→ EXCERPT PROVIDED
....
While on the topic of Speersy, readers will recall that in 2020 the ABC TV Insiders presenter has been the winner on two occasions of Media Watch Dog’s  gong for the Media Interrupter of the Week.  It’s been a tight contest between Comrade Speers and  ABC Radio National Breakfast presenter Fran (“I’m an activist”) Kelly who has received one gong. A close contest, indeed.

So it was a media matter of some moment that David Speers missed the opportunity to interrupt Greens leader Adam Bandt, who was the Insiders’ guest on a key point last Sunday although he did make an attempt.  Let’s go to the transcript:

David Speers: The benefits [of phasing out fossil fuels] may come, but what initial cost are we talking to? I mean to –  look at South Australia where there’s already the big Tesla battery. In the last three months, gas contributed 56 percent to the state’s energy mix, wind was about 40 percent, battery storage was less than half a percent. Yes, it’s very important when the wind isn’t there for the battery to kick in. But again, you’re talking about a huge transformation.

Adam Bandt: Well, the savings are that we stop our cities from going under water. And the savings are that we stop bushfires from happening quite so frequently –

David Speers: I appreciate your view about what’s at risk down the track. But for this decade, again, do you have any idea what the cost would be?

What a load of absolute tosh.  David Speers missed the moment when Adam (“Give Marx a chance”) Bandt proclaimed that Australia’s cities like Melbourne will be under water within a few decades if Australia does not cut emissions in accordance with The Greens’ demands.  This overlooks the fact that  Australia produces less than 2 per cent of global emissions. Consequently, there is nothing that Australia can do, on its own initiative, to reduce global emissions and stop  Elizabeth Street being 6 metres under water in accordance with the predictions of the eco-catastrophists in our ranks like Comrade Bandt.

And then there is the fact that Melbourne has experienced lotsa floods – even before comrade Bandt wrote his thesis on Karl Marx all those years ago. For example, Elizabeth Street flooded in 1882 [I understand that Jackie’s (male) owner Hendo remembers this well. – MWD Editor.] There was also major flooding in Melbourne in 1934  and half a century ago in 1970.

Alas, Comrade Speers did not interrupt Comrade Bandt to ask him about this.  Also, there was no question about why Adam Bandt hangs out in the Melbourne CBD on The Yarra rather than moving to, say, Mount Feathertop, where he would be assured safe water views of what’s left of Melbourne by circa 2050. Presumably only the tops of Melbourne’s high-rise apartments – plus a few office towers – would be visible by then.
....
→ ASSIGNMENT
Copy the commentary starting with the words "Alas, Comrade Speers" and ending after "visible by then.", but substitute "Mount Buller" for "Mount Feathertop".
....
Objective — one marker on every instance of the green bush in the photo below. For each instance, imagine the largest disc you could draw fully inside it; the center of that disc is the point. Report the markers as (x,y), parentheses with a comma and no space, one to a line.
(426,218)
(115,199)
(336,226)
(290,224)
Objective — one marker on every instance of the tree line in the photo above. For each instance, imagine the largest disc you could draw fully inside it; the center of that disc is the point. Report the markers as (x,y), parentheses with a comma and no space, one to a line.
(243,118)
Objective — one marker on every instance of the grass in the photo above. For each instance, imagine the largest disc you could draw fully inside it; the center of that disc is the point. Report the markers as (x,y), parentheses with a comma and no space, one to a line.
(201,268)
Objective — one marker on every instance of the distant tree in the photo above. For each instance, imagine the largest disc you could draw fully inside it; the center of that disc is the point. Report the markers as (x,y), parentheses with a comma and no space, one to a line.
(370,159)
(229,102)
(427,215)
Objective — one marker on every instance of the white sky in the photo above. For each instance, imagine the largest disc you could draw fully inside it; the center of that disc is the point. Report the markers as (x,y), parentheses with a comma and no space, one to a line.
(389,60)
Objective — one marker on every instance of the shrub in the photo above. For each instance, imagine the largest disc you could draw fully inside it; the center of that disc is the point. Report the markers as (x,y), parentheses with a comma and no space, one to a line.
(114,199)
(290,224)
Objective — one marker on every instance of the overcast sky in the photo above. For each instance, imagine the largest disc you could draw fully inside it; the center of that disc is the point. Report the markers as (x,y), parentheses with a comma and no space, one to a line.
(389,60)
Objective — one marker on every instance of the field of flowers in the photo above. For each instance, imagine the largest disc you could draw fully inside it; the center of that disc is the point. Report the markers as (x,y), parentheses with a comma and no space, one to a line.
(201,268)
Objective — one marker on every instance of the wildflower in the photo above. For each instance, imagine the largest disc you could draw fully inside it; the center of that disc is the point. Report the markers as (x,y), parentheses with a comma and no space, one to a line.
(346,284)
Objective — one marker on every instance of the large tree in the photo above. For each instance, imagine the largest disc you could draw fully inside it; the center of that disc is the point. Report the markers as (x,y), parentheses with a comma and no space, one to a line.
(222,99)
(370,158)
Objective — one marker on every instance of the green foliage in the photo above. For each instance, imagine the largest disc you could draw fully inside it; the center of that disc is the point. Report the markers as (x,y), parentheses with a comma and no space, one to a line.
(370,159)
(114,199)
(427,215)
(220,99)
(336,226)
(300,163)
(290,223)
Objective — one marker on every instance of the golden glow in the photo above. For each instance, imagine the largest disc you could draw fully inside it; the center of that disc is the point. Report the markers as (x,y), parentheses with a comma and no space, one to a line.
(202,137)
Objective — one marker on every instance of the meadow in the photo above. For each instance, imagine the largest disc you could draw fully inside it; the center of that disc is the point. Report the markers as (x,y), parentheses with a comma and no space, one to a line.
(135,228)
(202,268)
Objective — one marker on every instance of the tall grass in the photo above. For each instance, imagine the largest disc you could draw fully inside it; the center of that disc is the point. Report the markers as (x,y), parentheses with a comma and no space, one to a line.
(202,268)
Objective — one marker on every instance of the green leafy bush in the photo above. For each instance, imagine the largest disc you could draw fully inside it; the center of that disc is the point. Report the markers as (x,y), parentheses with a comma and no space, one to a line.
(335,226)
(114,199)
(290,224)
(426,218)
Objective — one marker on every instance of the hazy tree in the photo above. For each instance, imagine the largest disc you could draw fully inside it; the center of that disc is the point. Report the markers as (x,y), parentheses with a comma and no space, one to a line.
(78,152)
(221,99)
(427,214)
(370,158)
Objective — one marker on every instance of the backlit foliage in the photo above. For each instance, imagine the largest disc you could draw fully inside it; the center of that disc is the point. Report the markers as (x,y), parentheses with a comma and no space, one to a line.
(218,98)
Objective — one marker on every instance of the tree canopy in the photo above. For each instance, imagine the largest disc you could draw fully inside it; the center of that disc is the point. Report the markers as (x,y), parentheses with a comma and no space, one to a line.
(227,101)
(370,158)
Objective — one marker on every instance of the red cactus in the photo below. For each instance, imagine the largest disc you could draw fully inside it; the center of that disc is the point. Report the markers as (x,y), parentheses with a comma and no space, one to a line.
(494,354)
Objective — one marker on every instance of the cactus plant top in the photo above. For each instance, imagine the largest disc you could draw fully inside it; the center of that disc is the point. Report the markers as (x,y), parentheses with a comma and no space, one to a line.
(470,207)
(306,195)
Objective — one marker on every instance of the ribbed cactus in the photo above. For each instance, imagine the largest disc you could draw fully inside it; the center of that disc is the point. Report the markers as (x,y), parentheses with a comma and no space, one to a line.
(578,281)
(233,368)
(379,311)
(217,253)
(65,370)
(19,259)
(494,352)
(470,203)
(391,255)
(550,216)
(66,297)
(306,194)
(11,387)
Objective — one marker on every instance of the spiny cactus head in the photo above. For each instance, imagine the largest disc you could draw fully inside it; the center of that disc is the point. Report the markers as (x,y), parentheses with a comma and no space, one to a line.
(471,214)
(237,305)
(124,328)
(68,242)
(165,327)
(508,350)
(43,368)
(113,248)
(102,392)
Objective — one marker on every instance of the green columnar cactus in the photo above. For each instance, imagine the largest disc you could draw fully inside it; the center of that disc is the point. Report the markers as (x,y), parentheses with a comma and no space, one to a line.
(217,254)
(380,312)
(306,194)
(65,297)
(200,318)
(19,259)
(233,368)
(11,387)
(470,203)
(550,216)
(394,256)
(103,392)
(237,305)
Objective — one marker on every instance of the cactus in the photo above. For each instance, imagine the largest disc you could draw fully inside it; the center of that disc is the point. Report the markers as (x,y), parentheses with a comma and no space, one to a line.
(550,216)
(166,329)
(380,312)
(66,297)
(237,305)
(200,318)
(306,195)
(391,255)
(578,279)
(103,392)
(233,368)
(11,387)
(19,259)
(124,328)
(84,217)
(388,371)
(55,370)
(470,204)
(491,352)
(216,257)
....
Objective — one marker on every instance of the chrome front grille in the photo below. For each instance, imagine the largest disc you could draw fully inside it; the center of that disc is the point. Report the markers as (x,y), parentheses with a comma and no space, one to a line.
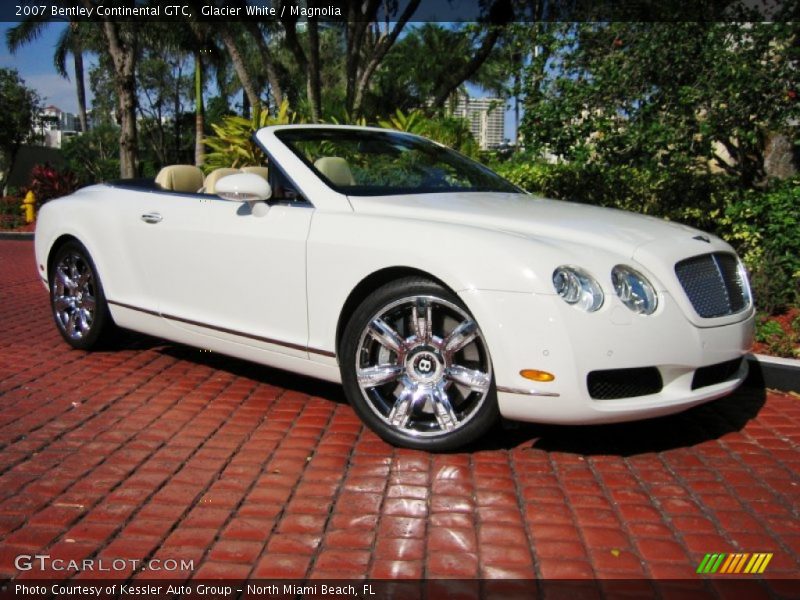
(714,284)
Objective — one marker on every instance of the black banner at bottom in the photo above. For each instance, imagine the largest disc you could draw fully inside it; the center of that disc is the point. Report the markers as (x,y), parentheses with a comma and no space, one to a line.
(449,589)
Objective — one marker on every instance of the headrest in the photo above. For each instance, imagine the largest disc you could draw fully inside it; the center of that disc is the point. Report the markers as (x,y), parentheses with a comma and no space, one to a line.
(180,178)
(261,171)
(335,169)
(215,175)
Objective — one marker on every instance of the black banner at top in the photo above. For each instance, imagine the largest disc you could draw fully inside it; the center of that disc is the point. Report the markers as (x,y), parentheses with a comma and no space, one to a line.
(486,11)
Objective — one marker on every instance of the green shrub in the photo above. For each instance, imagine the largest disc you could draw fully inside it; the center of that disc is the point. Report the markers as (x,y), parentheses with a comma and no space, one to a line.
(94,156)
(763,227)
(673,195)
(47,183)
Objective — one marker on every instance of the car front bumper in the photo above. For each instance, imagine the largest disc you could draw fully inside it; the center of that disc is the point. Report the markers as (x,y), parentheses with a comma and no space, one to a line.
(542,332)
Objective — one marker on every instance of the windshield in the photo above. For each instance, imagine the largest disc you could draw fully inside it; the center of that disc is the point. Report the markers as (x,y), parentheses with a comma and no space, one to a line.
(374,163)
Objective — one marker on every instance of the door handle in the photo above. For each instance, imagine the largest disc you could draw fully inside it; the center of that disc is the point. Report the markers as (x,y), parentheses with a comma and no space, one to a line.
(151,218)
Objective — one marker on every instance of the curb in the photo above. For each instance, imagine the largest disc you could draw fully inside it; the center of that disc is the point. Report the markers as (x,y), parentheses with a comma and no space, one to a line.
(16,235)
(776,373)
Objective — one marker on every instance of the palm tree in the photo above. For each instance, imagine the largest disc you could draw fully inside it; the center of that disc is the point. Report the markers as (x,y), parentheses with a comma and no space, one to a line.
....
→ REPLY
Alas, Comrade Speers did not interrupt Comrade Bandt to ask him about this.  Also, there was no question about why Adam Bandt hangs out in the Melbourne CBD on The Yarra rather than moving to, say, Mount Buller, where he would be assured safe water views of what’s left of Melbourne by circa 2050. Presumably only the tops of Melbourne’s high-rise apartments – plus a few office towers – would be visible by then.